[Reading passage]:
(begin)

You can hear this in "I Have Dreamed". Then, there’s a lot
of "microphone singing", sweet caressing of the words "off
the voice", or even in almost pure falsetto. Every now and then
this can be effective, but it seems by the end of the disc to be a penny-in-the-slot
reaction to any soft piece, and when it comes to "Edelweiss",
call that microphone singing! Even the microphone has difficulty in
picking up the single strand of falsetto he relapses into at the end.
Frankly, I found this quite enervating.
Accents are another problem (fortunately they are not
often called for). The vague attempt at cowboy tones in Paint Your
Wagon sounds more Cornish than anything, with "I Was Born"
pointing up resemblances to "Drake’s Drum" that will have
gone undetected by those brought up on Lee Marvin’s singing cowboy.
"Get Me to the Church", for all its throaty attempts, lacks
Stanley Holloway’s wholehearted booziness, and Professor Higgins would
have seen through this "Cockney" in about five seconds!
Another factor that contributes to the sleepy overall
effect is that the real title might have been "The Best of the
Post-War Musicals"; and the genre had acquired a couple of extra
coats of sugar by that time. Maybe a bit of spunk from Rodgers and Hart
or some bittersweet Kern or Porter would have livened things up a bit.

(end)

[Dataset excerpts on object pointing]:
(begin)

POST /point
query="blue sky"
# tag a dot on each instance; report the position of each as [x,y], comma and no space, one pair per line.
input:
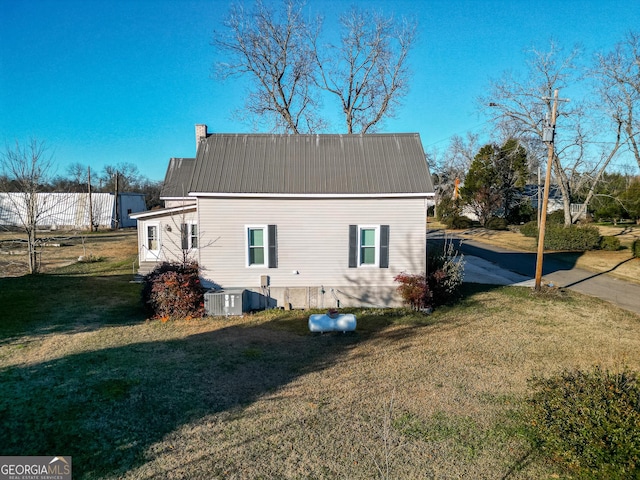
[111,81]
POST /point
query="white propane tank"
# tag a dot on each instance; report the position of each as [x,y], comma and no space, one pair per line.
[332,322]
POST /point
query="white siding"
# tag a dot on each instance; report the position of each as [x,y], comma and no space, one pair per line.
[313,239]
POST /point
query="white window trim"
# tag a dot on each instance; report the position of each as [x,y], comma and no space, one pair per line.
[152,254]
[376,264]
[189,236]
[265,238]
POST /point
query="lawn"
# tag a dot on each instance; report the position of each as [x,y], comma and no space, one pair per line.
[82,373]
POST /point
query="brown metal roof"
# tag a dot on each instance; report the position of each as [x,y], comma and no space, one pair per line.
[311,164]
[177,178]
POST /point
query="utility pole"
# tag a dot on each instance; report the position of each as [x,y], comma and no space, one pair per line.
[116,203]
[90,201]
[547,137]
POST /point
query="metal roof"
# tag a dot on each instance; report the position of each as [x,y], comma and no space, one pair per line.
[372,164]
[177,178]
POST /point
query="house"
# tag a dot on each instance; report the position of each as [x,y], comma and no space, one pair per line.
[71,210]
[302,220]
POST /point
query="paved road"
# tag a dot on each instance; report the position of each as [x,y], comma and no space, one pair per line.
[561,274]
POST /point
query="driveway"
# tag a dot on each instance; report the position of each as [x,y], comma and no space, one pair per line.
[498,266]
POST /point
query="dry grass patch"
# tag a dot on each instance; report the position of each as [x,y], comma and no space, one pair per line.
[405,396]
[64,248]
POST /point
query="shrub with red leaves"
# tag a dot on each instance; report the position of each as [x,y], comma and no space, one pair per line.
[439,286]
[174,291]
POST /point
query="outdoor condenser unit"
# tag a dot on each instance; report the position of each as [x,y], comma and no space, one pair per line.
[227,302]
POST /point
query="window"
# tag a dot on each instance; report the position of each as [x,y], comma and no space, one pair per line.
[261,246]
[256,246]
[193,235]
[189,235]
[369,246]
[152,238]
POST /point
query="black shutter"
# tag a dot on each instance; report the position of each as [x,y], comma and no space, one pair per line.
[184,236]
[353,246]
[384,246]
[273,242]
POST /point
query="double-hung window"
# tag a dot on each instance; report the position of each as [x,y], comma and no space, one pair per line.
[261,246]
[369,246]
[189,235]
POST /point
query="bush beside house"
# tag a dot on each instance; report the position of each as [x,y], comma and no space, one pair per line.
[173,290]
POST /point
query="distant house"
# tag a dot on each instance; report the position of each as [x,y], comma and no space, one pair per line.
[305,220]
[71,210]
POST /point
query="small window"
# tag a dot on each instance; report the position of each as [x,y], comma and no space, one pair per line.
[257,246]
[369,246]
[152,237]
[189,235]
[262,246]
[193,235]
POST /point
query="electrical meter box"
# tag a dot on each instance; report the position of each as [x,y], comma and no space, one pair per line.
[227,302]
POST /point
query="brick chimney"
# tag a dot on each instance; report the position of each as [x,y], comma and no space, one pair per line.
[201,134]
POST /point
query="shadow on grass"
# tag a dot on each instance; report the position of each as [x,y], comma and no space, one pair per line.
[107,407]
[42,304]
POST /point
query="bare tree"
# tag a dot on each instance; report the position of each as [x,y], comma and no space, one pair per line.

(end)

[Request A]: Repeat the review of the musicals disc word for word, from "Frankly, I found" up to and including "Marvin’s singing cowboy.".
[Request B]: Pick up the review of the musicals disc after its final sentence and keep writing.
You won't need the items for anything here.

[Task answer A]:
Frankly, I found this quite enervating.
Accents are another problem (fortunately they are not
often called for). The vague attempt at cowboy tones in Paint Your
Wagon sounds more Cornish than anything, with "I Was Born"
pointing up resemblances to "Drake’s Drum" that will have
gone undetected by those brought up on Lee Marvin’s singing cowboy.

[Task answer B]:
Reactions to voices are very personal. If your reaction
is more positive than mine I wish you well. A killjoy like me can only
record his own reaction and then cast around for reasons for it.
The brief adulatory note is printed in English and
Welsh, but Welsh-speakers unable to cope with English (not very likely
visitors to this site, I admit) are warned that the song texts themselves
are in English only. Still, rather than provincialism, I prefer to see
this as a surreptitious bit of globalisation, or at least Europisation.
Who would have imagine fifty years ago that one day Deutsche Grammophon
would be releasing a disc with notes in English and Welsh and not a
word of German in sight?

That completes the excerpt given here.